## [TASK DETAILS]
Rewrite the listing from its first line through the line containing "x=461, y=197", increasing every x and y coordinate given as a point by 80 and keeping all other lines unchanged. Leave the pictures out.

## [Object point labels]
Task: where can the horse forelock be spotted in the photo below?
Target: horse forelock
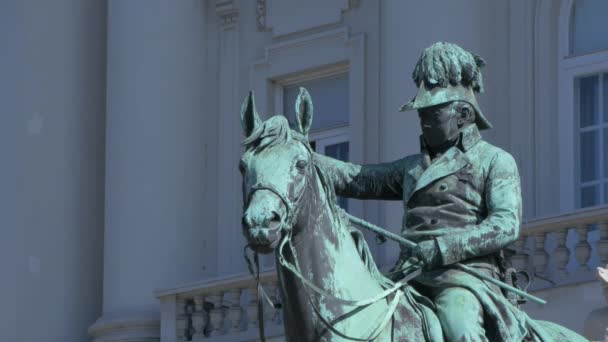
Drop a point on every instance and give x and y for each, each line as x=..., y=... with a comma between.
x=272, y=132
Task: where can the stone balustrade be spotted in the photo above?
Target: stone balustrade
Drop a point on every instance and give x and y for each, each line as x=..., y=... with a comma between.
x=563, y=249
x=222, y=309
x=559, y=250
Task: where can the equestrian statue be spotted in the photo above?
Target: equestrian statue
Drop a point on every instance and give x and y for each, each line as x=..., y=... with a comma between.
x=462, y=211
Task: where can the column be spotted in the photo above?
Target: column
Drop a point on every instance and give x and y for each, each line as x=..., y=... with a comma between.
x=154, y=223
x=230, y=240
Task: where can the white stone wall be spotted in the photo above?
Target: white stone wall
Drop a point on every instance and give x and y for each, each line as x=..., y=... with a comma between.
x=170, y=200
x=52, y=172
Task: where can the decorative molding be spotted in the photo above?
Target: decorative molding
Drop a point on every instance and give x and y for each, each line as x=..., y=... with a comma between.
x=295, y=60
x=267, y=16
x=140, y=326
x=228, y=11
x=260, y=12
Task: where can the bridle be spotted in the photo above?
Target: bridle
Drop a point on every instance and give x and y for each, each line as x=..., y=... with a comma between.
x=293, y=208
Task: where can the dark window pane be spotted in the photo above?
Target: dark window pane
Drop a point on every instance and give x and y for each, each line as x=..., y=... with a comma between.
x=330, y=99
x=605, y=148
x=339, y=151
x=588, y=98
x=605, y=96
x=589, y=151
x=590, y=196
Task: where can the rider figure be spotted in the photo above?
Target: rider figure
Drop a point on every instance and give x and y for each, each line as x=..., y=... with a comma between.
x=461, y=197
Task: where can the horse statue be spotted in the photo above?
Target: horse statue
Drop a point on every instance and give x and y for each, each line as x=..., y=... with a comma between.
x=331, y=289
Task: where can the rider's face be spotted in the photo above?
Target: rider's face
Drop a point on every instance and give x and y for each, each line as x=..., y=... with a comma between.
x=439, y=124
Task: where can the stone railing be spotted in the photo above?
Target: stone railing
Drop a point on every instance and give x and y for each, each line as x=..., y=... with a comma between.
x=563, y=249
x=559, y=250
x=222, y=309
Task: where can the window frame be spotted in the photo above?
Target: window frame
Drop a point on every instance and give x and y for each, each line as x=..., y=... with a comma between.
x=571, y=68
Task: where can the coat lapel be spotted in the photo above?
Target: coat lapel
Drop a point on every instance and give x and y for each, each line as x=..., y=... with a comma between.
x=450, y=162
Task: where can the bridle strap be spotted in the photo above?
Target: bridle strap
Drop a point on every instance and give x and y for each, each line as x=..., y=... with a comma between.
x=361, y=303
x=292, y=209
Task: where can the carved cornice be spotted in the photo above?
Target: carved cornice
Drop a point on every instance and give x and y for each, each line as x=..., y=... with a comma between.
x=261, y=9
x=228, y=11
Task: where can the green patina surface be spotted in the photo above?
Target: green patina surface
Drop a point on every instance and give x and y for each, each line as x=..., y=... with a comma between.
x=462, y=204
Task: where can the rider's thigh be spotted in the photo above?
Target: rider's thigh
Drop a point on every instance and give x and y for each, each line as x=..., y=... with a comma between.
x=461, y=315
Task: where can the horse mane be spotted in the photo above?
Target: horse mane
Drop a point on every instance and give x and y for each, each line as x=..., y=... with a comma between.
x=276, y=131
x=272, y=132
x=358, y=237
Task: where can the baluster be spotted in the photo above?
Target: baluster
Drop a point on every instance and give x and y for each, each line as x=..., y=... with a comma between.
x=562, y=253
x=199, y=317
x=602, y=244
x=520, y=259
x=252, y=309
x=216, y=315
x=582, y=249
x=235, y=312
x=181, y=323
x=269, y=311
x=540, y=255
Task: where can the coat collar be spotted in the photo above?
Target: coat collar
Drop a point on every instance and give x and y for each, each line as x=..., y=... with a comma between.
x=454, y=159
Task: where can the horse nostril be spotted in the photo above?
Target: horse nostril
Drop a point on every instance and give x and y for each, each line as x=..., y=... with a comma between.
x=275, y=221
x=245, y=221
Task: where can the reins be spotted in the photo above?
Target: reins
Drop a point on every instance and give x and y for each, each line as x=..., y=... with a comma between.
x=286, y=226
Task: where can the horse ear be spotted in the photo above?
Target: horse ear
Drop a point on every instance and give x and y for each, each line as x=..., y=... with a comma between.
x=304, y=111
x=249, y=115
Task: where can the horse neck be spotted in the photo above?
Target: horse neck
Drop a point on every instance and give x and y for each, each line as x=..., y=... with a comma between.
x=325, y=251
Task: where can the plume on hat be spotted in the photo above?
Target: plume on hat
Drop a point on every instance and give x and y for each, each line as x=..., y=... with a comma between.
x=443, y=64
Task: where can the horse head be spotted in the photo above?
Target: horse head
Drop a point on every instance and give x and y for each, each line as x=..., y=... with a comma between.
x=276, y=167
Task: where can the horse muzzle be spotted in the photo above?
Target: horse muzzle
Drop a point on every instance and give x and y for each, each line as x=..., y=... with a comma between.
x=264, y=240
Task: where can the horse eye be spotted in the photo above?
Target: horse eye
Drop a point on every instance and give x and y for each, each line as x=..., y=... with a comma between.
x=301, y=164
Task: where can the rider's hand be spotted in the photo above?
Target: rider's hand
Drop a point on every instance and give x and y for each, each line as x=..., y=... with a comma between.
x=428, y=253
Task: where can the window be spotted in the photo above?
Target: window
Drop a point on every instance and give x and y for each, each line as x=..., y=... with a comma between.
x=583, y=103
x=329, y=131
x=593, y=139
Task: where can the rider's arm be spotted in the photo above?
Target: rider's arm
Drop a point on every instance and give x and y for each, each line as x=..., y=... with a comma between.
x=373, y=181
x=497, y=231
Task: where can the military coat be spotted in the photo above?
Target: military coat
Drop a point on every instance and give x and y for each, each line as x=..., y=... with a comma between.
x=466, y=202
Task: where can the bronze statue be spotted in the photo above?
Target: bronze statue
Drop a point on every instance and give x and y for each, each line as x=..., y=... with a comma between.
x=462, y=203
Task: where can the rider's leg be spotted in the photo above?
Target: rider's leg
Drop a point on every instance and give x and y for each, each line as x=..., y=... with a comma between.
x=461, y=315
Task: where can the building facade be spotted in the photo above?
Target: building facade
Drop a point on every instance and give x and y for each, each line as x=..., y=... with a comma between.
x=122, y=139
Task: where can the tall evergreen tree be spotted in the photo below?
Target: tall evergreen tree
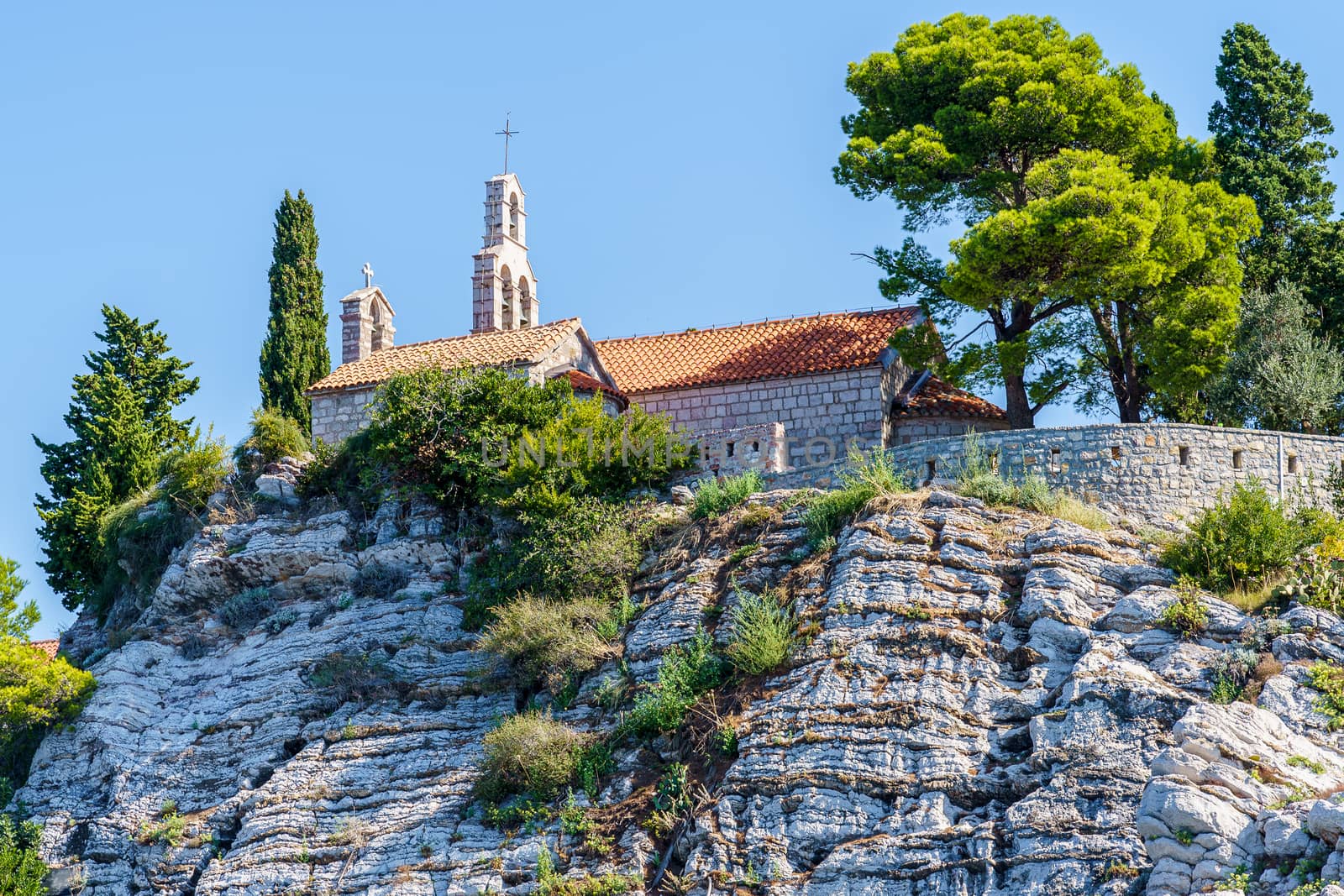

## [REPLY]
Task: where can the horse forelock be spotted in the photo below?
Target: horse forelock
Drop a point on every instance and give x and y for each, each line as x=..., y=... with a comma between.
x=352, y=212
Task: where can the stone balustrade be spotted in the photo above?
Target: stone balustrade
Drop a point on every instance and give x and y for each, each line as x=..., y=... with a comma between.
x=643, y=329
x=302, y=389
x=639, y=330
Task: where can the equestrian statue be spotted in the photo above?
Target: equestrian statue
Drop a point on every instance and give x and y for each, each line as x=..., y=... with a comma between.
x=542, y=291
Task: where can the column be spotted in the photo above?
Target: column
Drop a point on every instance and give x and y for each, each line as x=..., y=... with a comma between.
x=234, y=303
x=310, y=320
Task: where can the white stone wall be spotted in the photo above?
Target: white stone wall
Drop a point on every instance and give x and y for each, each line as x=..., y=... with a comma between.
x=250, y=280
x=132, y=252
Task: where can the decorative molding be spotted in the photo above?
Target: decorative molding
Drop a point on every instance and give x and y for each, each line as x=..., y=... with a comma between.
x=375, y=140
x=347, y=96
x=220, y=406
x=308, y=91
x=340, y=92
Task: where can the bridle be spotted in the photo above?
Target: bridle
Drop a point on every instance and give x and y for each, each line as x=..., y=... with a comma between.
x=373, y=288
Task: where can the dark window pane be spotted in the photo above?
Target: dark window pane
Drop a point on every instance and give x and y for each, each line as x=..., y=... with a comma between.
x=410, y=179
x=685, y=228
x=419, y=231
x=668, y=178
x=685, y=176
x=669, y=231
x=670, y=276
Task: where can the rider figure be spotted in the photo above?
Target: rider figure
Drop a point on every instance and give x and y for each, each line as x=..., y=... with a comma between.
x=541, y=277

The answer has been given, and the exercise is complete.